Can the data below be set down again exactly, line for line?

# # # # #

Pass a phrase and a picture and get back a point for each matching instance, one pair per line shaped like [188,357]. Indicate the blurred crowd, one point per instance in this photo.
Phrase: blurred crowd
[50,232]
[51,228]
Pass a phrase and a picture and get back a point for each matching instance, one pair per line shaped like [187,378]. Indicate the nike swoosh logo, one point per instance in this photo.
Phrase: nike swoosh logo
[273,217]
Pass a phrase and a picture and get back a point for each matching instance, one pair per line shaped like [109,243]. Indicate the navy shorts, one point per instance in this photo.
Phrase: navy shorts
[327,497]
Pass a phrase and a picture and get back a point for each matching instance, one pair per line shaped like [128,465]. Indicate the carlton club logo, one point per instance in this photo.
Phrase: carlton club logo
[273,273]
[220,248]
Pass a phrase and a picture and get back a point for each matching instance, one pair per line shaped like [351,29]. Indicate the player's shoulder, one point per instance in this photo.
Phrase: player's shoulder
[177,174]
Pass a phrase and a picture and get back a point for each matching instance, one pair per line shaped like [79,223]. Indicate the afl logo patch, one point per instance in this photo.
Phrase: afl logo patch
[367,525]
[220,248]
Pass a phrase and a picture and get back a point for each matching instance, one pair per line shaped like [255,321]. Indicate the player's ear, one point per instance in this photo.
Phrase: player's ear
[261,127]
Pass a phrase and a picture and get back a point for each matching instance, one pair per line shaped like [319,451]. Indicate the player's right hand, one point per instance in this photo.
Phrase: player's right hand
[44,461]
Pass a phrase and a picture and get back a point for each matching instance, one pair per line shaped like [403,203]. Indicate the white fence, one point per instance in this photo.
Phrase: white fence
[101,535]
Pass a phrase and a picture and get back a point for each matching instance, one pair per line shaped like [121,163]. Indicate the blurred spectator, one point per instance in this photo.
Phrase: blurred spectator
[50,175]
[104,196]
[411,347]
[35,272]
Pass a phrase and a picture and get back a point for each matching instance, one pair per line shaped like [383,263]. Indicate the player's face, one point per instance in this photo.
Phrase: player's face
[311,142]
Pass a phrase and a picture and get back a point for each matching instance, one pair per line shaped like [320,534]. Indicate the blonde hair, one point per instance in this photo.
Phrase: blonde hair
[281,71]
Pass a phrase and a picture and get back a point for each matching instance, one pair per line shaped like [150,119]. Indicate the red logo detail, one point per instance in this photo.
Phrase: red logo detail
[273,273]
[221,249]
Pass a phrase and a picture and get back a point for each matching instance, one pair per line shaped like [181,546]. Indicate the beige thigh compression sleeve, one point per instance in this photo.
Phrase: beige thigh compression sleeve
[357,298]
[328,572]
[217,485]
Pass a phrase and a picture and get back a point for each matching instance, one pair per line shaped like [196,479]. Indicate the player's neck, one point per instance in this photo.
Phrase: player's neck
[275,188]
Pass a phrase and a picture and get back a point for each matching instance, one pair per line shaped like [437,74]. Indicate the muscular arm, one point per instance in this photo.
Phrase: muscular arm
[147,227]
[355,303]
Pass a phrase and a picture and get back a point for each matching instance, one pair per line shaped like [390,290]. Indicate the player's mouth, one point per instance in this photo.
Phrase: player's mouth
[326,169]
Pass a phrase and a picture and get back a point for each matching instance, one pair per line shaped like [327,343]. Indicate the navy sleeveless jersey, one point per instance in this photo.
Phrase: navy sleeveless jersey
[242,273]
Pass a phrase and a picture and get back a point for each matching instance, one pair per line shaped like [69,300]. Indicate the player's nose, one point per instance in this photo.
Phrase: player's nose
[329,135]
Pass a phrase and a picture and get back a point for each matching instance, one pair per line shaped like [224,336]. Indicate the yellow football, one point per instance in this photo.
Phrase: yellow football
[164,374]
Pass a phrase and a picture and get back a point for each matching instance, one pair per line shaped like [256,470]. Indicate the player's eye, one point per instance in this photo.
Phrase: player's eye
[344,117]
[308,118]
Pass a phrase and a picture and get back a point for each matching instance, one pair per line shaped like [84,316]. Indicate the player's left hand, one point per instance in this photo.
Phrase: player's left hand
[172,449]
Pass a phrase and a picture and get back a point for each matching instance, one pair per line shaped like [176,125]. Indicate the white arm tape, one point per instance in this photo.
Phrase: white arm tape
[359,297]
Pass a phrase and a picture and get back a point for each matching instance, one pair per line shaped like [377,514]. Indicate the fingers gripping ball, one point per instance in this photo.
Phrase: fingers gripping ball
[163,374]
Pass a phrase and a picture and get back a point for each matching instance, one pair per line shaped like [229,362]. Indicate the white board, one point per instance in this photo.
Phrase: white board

# # # # #

▶ [EXERCISE SOLUTION]
Pass a phrase and a picture and get back a point for each matching instance, one pair per line shaped like [188,357]. Indicate the blurred crowd, one point per instance in this photo.
Phrase: blurred crowd
[50,232]
[51,228]
Pass a phrase and a picture and get back a point for each matching instance, one pair per line shaped like [187,378]. Indicate the nike swoosh logo, one point per instance in this photo.
Phrase: nike swoosh logo
[273,217]
Pass a phrase and a picture and get back a point for each matching instance, one pair per line shaped like [109,243]. Indicate the navy shorts, one point per instance in this photo.
Phrase: navy shorts
[327,497]
Pass a phrase and a picture and get back a point for each matching instance, one pair per line shaped like [128,465]. Indicate the carlton club logo, one point per instance in this photo.
Phrase: carlton club logo
[273,273]
[220,248]
Pass a phrase and a picture and get back a point for each matching instance, one pair per line shaped like [351,29]. Indicate the player's shoulder, one point per instance in this photo.
Phrase: player's shoulder
[177,174]
Pass a phrase and a picture and get back a point for each matching instance, one pair per line shaped like [79,223]. Indicate the afl logo patch, one point per instance in this photo.
Phrase: afl logo patch
[367,525]
[220,248]
Pass a phrase and a picture and get back a point for each matching instance, one pair per line shaped like [255,321]. Indicate the player's ear, one point per instance in this photo.
Phrase: player's ear
[261,127]
Pass a phrase and a picture and get back a point for each matching instance, one pair per line shaped like [319,451]. Indicate the player's right hand, one point per instance in this photo.
Phrase: player's right hand
[44,461]
Pass a phrase and a picture and get back a point for each matching instance, one pair per line shaped like [403,203]. Indicate the white fence, one point per instance in this photo.
Phrase: white fence
[101,535]
Pass a phrase and a picture and get back a point for each matching instance, one pair per line shaped like [121,163]. Indicate the blurred spectator, one point per instance in this photo.
Phrase: blurred spectator
[50,175]
[104,196]
[411,347]
[35,272]
Pass a phrase and a picture and get back a point for each matching instance, one pair per line shaped like [383,263]. Indicate the player's face, one point per instance in this photo.
Phrase: player's face
[311,142]
Pass a phrase and a picture and get back a point for each matching instance, one pair per line shaped like [320,534]. Indicate the blonde hair, one point per instance in this photo.
Phrase: blonde hair
[281,71]
Pass a phrase and a picture and get back a point for each matching instance, one pair per line shaped like [150,119]. Indicate the red logo detail, one point per instance in this photo.
Phrase: red logo detail
[273,273]
[221,249]
Pass a phrase and a picture and get back a point for each matching instance, one pair per line shaped like [181,546]. Indicate the beige thigh compression sleeve, one point per instance in this photo.
Phrase: beige thigh compression sleeve
[357,298]
[328,572]
[217,485]
Pass a phrase and a picture and get back a point for each matching instance, one pair per line shaped like [196,479]. Indicate the player's neck, one point per instance in this photo.
Phrase: player's neck
[275,188]
Pass a phrase and a picture and get back a point for each matching instance, one pair per line shaped like [437,74]. Indicate the muscular arm, one point per instance in this photo.
Phrase: muscular arm
[147,227]
[355,303]
Pass a phrase and a picture and get back a point for each matching instance, one pair per line shaped like [390,290]. Indicate the player's mouth, one point per instance in this photo.
Phrase: player's mouth
[326,169]
Pass a phrase and a picture and get back a point for each matching instance, one pair per line shaped like [327,343]. Indicate the navy sleeveless jersey, one point per instance in this photo.
Phrase: navy sleeveless jersey
[242,273]
Pass a phrase and a picture and get back a point for each matching instance, one pair per line shaped like [69,300]. Indicate the player's nose, one point per instance in this photo.
Phrase: player's nose
[329,135]
Pass a phrase and a picture and get back a point for each matching instance, one pair per line shaped like [224,336]. Indicate the yellow football, one point per instance in this photo.
Phrase: yellow football
[164,374]
Pass a phrase and a picture and get back a point for each matching instance, one pair per line shaped like [256,470]. Indicate the player's eye, one point per instance in this photo.
Phrase: player's eye
[344,117]
[308,118]
Pass a phrase and a picture and get back a point for each matching instance, one pair per line shaped like [84,316]. Indicate the player's left hand, one point per instance in this photo.
Phrase: player's left hand
[172,449]
Pass a phrase and a picture and get back a point for each matching instance, one pair per line shaped like [176,125]. Indicate the white arm tape, one point per instance in this photo.
Phrase: white arm tape
[359,297]
Pass a phrase and a picture and get back a point for each matching instance, one pair per line shaped like [377,514]. Indicate the fingers gripping ball, one point per instance in this photo.
Phrase: fingers gripping ball
[163,374]
Pass a phrase and a picture and get back a point for each matching instance, one pair per line shaped like [229,362]. Indicate the white board, one point per instance in this photo.
Phrase: white board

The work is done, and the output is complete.